Items -

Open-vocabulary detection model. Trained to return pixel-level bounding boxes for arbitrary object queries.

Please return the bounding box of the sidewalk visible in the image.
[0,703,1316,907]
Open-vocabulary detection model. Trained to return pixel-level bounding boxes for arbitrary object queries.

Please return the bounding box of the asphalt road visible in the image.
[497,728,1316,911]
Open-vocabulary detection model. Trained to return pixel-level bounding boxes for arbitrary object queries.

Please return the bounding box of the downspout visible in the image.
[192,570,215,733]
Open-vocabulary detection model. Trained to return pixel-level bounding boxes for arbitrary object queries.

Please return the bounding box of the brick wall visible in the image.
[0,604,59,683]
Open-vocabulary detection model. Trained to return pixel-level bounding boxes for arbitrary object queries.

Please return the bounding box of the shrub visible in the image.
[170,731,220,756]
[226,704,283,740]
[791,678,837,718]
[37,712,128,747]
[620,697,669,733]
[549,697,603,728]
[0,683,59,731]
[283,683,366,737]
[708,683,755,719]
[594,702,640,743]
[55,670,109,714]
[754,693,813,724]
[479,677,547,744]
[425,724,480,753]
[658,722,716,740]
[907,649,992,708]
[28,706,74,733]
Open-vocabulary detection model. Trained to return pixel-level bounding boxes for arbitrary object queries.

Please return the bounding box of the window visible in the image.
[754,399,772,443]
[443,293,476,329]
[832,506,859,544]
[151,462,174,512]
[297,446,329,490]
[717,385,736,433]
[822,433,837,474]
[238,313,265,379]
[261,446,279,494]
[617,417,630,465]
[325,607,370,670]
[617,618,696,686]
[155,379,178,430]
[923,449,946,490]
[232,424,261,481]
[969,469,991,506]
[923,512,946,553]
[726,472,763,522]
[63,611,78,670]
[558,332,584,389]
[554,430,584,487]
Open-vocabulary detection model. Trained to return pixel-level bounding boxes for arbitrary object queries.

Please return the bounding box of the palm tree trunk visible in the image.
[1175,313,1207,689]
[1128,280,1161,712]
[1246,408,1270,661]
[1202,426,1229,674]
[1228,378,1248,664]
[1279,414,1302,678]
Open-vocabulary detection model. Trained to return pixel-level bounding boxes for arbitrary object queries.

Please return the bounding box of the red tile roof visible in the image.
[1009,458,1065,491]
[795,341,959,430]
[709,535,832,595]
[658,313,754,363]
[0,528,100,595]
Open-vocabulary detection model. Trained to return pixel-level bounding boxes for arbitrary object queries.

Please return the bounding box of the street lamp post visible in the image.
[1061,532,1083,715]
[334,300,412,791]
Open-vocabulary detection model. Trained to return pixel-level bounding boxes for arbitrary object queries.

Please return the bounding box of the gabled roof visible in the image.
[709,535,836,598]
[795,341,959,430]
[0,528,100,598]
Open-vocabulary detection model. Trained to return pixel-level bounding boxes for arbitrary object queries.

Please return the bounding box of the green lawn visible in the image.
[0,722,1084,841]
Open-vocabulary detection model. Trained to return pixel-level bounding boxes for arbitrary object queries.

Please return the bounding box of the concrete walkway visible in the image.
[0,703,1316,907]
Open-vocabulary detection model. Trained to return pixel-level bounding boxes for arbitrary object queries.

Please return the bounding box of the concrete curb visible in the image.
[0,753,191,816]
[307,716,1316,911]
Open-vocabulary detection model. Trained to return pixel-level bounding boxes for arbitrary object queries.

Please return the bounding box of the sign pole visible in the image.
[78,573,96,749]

What the task asks - Convert the listing above into a Markdown table with the columns Row and Line: number each line in order under Row and give its text under Line, leaving out blank lines.

Result below -
| Row | Line |
|---|---|
| 1 | Open-vocabulary detection model. Trained to return pixel-level bounding boxes for arbitrary object queries. |
| 2 | Please return the bounding box of the sidewalk visible in the image. |
| 3 | [0,703,1316,907] |
| 4 | Open-vocabulary detection model. Trained to return pixel-level bounding boxes for arbitrary object queries. |
| 5 | Please return the bounding box of the asphalt road visible in the image. |
| 6 | [497,728,1316,911] |
| 7 | Open-vocabulary detection model. Trained to return pixel-level bounding boxes for arbitrary object queries. |
| 8 | Please return the bounding box of the downspout visible in the image. |
| 9 | [192,570,215,733] |
| 10 | Open-vocabulary detection model. Trained to return pixel-level bounding boxes for arbitrary object queries. |
| 11 | Please return the bounding box of the brick wall visible in the image. |
| 12 | [0,604,59,683] |
| 13 | Open-vocabulary detection model. Trained to return pixel-level bounding boxes for arbitrary object queries. |
| 14 | Please return the bounding box of the shrub visible in the image. |
| 15 | [170,731,220,756] |
| 16 | [226,704,283,740] |
| 17 | [791,678,837,718] |
| 18 | [37,712,128,747] |
| 19 | [620,697,669,733] |
| 20 | [549,697,603,728] |
| 21 | [0,683,59,731] |
| 22 | [283,683,366,737] |
| 23 | [708,683,755,719] |
| 24 | [594,702,640,743] |
| 25 | [55,670,109,714] |
| 26 | [754,693,813,724] |
| 27 | [479,677,547,744] |
| 28 | [425,724,480,753] |
| 29 | [658,722,716,740] |
| 30 | [907,649,992,708] |
| 31 | [28,706,74,733] |
| 32 | Open-vocabulary detection model. Trained to return pixel-level bounding boxes for arbitrary object queries. |
| 33 | Please return the bounding box of the window visible in the image. |
| 34 | [754,399,772,443] |
| 35 | [443,293,476,329] |
| 36 | [832,506,859,544] |
| 37 | [151,462,174,512] |
| 38 | [297,446,329,490] |
| 39 | [717,385,736,433] |
| 40 | [822,433,837,474] |
| 41 | [238,313,265,379] |
| 42 | [261,446,279,494] |
| 43 | [617,417,630,465] |
| 44 | [325,607,370,670] |
| 45 | [617,618,696,686] |
| 46 | [155,379,178,430] |
| 47 | [923,449,946,490] |
| 48 | [232,424,261,481] |
| 49 | [969,469,991,506] |
| 50 | [923,512,946,553] |
| 51 | [726,472,763,522] |
| 52 | [63,611,78,670] |
| 53 | [558,332,584,389] |
| 54 | [554,430,584,487] |
| 55 | Open-vocabulary detection model. Trained to return pixel-level bounding boxes for arbitrary object queries. |
| 56 | Please return the bounding box of the palm tree trunk visible in the image. |
| 57 | [1175,313,1207,689] |
| 58 | [1128,280,1161,712] |
| 59 | [1246,408,1270,661] |
| 60 | [1202,426,1229,674] |
| 61 | [1228,378,1248,664] |
| 62 | [1279,414,1302,678] |
| 63 | Open-vocabulary detection model. Trained to return pixel-level bounding boxes for arbitrary object queries. |
| 64 | Please return the bounding box of the red tile roof visible in the image. |
| 65 | [1009,458,1065,491] |
| 66 | [795,341,959,430] |
| 67 | [709,535,832,595] |
| 68 | [658,313,754,363] |
| 69 | [0,528,100,595] |
| 70 | Open-vocabulary detection model. Trained to return pixel-level bounding boxes for arbitrary object queries. |
| 71 | Please return the bounding box of the street lamp post visible in the image. |
| 72 | [1061,532,1083,715] |
| 73 | [334,300,412,791] |
| 74 | Open-vocabulary detection model. Trained to return pixel-level bounding boxes for arbitrary object queries. |
| 75 | Please return the bounding box of the gabled roof visible in the image. |
| 76 | [709,535,836,598] |
| 77 | [795,341,959,430] |
| 78 | [0,528,100,598] |
| 79 | Open-vocabulary detection model. Trained to return pixel-level bounding boxes for arbitrary object queries. |
| 80 | Please return the bounding box of the green lawn visible in the image. |
| 81 | [0,722,1084,841] |
| 82 | Open-vocabulary detection model. Trained to return pixel-level bounding boxes for arbitrary object queries. |
| 83 | Please return the bounding box of the concrete walkway visible in the image. |
| 84 | [0,703,1316,907] |
| 85 | Open-vocabulary detection model. Trained to return pixel-level bounding boxes for arbitrary object queries. |
| 86 | Please return the bounding box of the concrete curb visible in the image. |
| 87 | [0,753,191,816] |
| 88 | [307,716,1316,911] |
| 89 | Open-vocabulary detection model. Trained to return pixel-level bounding boxes for arbitrary object queries. |
| 90 | Please return the bounding box of the sign pole visible in the image. |
| 91 | [78,573,96,749] |